Gable Mountain is a truly impressive hulk of rock. The precarious summit, which has a slight overhang with severe exposure on the south side, is reminiscent of the curled peak where The Grinch Who Stole Christmas calls home. Along the jagged ridge top, several other impressive high points reach to the sky. Expansive boulder fields litter multiple flanks of the mountain, constant reminders that the terrain in this stretch of northern Montana is forever in flux. The mountain is a geologic wonder, with numerous rock formations, each donning a distinct color and texture, scattered about the crumbling slopes. To view Gable Mountain is to experience the wonders of Glacier National Park's Lewis Range in all its splendor.
To the east, famed Chief Mountain rises behind the saddle at Gable Pass. Although it is over 100 feet taller, Gable Mountain sees essentially no traffic in comparison to its culturally and aesthetically prominent neighbor. Chief holds a special place in the Blackfeet tradition, and with relatively easy and well-documented access from several directions, makes for a straightforward, albeit long, day climb for most parties. Gable is an entirely different story. Access is much more difficult, due to formidable cliffs and rotten rock that encircle the mountain. The easiest route is from beautiful Slide Lake , and it involves a little bit of everything: creek crossings, talus fields, massive waterfalls, extensive bushwhacking, a maze of game trails and mixed class II/III climbing on loose rock. Reaching the top is not easy, but those who do will be rewarded with an incredible summit view that is likely experienced by only a handful of folks every year.

DIRECTION 1:
Put the entries below into a numbered list, starting with the line containing "Every instance of the snow hill" and going on through the end of the entries, and leave out any blank lines.
The Gable Mountain passage has no connection to the entries that come after it.

DATA ENTRIES:
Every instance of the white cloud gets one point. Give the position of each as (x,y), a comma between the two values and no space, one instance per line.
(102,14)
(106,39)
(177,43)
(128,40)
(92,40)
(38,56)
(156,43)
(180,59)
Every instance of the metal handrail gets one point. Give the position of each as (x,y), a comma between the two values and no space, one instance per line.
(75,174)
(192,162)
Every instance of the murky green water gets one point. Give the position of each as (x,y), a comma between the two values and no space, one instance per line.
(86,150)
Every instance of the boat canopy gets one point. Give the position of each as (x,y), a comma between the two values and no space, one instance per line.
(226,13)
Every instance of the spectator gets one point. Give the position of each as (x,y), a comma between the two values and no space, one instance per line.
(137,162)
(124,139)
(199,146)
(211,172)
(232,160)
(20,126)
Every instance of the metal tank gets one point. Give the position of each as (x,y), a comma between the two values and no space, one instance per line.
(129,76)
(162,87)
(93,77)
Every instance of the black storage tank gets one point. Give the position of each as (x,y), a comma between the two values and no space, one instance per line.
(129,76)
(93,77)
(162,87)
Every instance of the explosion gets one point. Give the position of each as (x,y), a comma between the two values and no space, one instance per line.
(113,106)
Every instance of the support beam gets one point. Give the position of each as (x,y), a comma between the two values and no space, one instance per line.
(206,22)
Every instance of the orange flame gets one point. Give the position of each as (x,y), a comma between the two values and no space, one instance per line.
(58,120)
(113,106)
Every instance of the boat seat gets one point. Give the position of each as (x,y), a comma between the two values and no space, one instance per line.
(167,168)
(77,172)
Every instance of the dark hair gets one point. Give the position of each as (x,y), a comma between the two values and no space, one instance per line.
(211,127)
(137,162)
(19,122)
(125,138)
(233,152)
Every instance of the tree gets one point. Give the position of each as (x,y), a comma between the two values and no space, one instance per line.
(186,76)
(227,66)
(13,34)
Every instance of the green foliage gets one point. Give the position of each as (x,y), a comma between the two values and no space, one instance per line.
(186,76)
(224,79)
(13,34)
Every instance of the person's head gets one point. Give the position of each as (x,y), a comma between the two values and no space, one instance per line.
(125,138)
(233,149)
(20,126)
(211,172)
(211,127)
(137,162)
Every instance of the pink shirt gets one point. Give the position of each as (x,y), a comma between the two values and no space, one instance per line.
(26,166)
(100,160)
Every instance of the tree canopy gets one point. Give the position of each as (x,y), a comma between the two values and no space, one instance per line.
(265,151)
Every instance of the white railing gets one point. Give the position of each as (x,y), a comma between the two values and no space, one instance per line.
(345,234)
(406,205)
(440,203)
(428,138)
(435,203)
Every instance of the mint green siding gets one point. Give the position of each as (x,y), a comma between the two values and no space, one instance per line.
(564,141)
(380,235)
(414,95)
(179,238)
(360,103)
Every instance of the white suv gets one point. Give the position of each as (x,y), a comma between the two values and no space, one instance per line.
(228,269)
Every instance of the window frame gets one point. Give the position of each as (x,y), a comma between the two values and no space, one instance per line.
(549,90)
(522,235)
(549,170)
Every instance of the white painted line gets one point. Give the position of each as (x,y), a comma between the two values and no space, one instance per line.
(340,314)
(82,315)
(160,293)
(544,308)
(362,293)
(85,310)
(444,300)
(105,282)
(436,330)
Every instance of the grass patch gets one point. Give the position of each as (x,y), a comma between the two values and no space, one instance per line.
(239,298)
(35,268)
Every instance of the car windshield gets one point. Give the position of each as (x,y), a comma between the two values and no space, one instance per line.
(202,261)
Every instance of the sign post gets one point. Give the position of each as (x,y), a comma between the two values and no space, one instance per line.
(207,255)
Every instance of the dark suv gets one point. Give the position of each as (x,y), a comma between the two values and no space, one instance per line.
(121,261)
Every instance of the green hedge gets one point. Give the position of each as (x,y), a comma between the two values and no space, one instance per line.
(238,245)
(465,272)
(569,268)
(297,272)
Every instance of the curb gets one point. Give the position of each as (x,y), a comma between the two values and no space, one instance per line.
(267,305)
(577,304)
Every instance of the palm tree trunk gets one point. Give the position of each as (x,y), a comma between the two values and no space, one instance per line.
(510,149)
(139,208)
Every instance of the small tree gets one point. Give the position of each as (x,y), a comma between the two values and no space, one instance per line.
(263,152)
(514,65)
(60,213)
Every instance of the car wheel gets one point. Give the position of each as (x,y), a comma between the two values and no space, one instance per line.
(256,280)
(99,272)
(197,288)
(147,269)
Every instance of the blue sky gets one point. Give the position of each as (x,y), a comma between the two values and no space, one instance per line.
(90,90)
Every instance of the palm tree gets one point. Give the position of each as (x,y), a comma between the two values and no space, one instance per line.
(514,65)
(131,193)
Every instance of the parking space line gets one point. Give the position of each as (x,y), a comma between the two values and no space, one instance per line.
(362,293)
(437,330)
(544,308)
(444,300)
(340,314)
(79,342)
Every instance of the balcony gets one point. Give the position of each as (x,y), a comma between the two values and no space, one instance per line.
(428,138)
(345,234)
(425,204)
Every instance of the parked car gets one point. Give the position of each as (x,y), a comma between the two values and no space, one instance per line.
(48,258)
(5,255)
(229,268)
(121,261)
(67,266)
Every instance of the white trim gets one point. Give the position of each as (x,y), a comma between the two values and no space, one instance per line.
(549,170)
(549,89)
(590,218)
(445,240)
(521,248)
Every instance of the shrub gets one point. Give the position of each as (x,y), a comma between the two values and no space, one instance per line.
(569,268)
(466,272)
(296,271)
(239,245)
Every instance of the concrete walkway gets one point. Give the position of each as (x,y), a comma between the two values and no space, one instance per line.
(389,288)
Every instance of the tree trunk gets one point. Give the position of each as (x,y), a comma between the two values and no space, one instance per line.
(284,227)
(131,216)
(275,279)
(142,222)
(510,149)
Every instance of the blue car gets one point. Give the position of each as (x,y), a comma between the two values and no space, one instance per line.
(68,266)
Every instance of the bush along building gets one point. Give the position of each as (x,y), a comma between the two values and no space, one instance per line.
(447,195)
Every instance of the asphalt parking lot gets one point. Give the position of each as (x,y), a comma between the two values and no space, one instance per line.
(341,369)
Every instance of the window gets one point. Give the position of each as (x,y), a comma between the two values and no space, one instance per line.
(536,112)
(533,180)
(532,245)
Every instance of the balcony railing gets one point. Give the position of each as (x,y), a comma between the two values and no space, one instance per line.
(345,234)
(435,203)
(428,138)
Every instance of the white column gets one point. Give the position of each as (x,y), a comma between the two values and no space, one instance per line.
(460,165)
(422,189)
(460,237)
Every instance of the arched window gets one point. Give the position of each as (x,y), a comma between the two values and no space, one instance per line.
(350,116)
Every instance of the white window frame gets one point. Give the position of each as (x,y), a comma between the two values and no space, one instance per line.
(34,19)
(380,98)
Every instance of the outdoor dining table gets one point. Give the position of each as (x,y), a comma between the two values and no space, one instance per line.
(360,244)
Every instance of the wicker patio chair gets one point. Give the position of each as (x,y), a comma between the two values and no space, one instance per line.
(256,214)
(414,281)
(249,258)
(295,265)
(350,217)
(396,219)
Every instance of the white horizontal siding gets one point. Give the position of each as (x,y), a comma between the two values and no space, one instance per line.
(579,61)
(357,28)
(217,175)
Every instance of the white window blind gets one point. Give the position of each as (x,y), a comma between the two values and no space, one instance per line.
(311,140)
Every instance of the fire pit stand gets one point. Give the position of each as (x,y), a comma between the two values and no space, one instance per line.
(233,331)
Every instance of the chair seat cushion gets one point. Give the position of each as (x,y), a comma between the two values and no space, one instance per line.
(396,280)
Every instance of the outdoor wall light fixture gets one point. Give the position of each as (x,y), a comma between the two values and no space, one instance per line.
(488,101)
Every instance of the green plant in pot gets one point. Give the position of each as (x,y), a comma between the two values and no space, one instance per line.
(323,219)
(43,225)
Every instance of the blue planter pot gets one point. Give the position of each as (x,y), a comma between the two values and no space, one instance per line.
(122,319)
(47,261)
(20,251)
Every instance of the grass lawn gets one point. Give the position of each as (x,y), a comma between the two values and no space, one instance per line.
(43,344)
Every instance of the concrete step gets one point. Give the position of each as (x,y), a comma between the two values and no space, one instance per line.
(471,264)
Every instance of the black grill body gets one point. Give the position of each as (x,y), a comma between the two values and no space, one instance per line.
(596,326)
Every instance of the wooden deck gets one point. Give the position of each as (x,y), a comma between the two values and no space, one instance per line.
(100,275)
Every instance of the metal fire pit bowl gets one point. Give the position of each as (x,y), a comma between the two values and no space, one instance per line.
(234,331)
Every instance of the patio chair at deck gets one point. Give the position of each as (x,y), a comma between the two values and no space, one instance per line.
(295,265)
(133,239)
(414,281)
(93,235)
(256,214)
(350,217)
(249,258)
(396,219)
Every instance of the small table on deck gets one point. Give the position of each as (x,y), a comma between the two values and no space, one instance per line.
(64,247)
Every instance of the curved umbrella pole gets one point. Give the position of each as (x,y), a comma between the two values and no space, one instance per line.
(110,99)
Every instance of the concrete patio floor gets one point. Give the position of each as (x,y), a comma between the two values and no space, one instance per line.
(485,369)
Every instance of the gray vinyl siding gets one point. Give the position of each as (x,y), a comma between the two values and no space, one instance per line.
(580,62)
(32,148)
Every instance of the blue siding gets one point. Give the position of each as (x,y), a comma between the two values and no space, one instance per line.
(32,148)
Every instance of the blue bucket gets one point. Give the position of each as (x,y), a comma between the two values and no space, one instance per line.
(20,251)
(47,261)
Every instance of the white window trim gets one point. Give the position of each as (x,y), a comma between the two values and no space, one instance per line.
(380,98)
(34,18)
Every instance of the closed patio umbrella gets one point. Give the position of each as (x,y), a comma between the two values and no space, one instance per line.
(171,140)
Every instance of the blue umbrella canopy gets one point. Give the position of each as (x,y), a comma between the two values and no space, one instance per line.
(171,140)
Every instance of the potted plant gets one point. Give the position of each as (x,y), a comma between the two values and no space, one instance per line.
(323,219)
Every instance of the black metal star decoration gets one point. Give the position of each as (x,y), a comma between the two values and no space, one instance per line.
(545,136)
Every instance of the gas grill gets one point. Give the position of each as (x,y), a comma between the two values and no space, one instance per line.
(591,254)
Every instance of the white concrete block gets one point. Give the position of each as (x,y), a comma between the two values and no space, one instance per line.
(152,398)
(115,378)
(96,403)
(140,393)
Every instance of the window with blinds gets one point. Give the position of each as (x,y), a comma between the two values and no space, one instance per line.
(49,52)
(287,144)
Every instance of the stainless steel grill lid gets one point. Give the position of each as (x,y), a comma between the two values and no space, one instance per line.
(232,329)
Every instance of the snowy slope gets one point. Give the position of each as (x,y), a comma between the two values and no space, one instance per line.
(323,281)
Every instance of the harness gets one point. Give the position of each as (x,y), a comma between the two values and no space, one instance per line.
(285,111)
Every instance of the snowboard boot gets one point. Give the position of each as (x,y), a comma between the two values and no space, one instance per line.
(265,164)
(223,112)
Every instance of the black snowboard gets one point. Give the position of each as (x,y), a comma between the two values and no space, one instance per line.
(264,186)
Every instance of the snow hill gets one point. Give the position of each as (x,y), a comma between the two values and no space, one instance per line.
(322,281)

DIRECTION 2:
Transcribe the Gable Mountain passage above word for word, starting with "Gable Mountain is a" and going on through "all its splendor.".

RIGHT ANSWER 1:
1. Every instance of the snow hill gets one point. Give the position of each as (x,y), a comma between the two values and no space, one instance per line.
2. (322,281)

RIGHT ANSWER 2:
Gable Mountain is a truly impressive hulk of rock. The precarious summit, which has a slight overhang with severe exposure on the south side, is reminiscent of the curled peak where The Grinch Who Stole Christmas calls home. Along the jagged ridge top, several other impressive high points reach to the sky. Expansive boulder fields litter multiple flanks of the mountain, constant reminders that the terrain in this stretch of northern Montana is forever in flux. The mountain is a geologic wonder, with numerous rock formations, each donning a distinct color and texture, scattered about the crumbling slopes. To view Gable Mountain is to experience the wonders of Glacier National Park's Lewis Range in all its splendor.